= What you have to do =
Give the entries again exactly, every one of them.

= Excerpted records =
_____

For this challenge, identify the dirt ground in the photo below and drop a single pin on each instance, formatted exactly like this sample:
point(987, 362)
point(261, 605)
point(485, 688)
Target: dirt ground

_____

= Complete response =
For this challenge, identify the dirt ground in the photo below and drop a single pin on each instance, formatted exactly like this sample:
point(987, 362)
point(261, 605)
point(485, 688)
Target: dirt ground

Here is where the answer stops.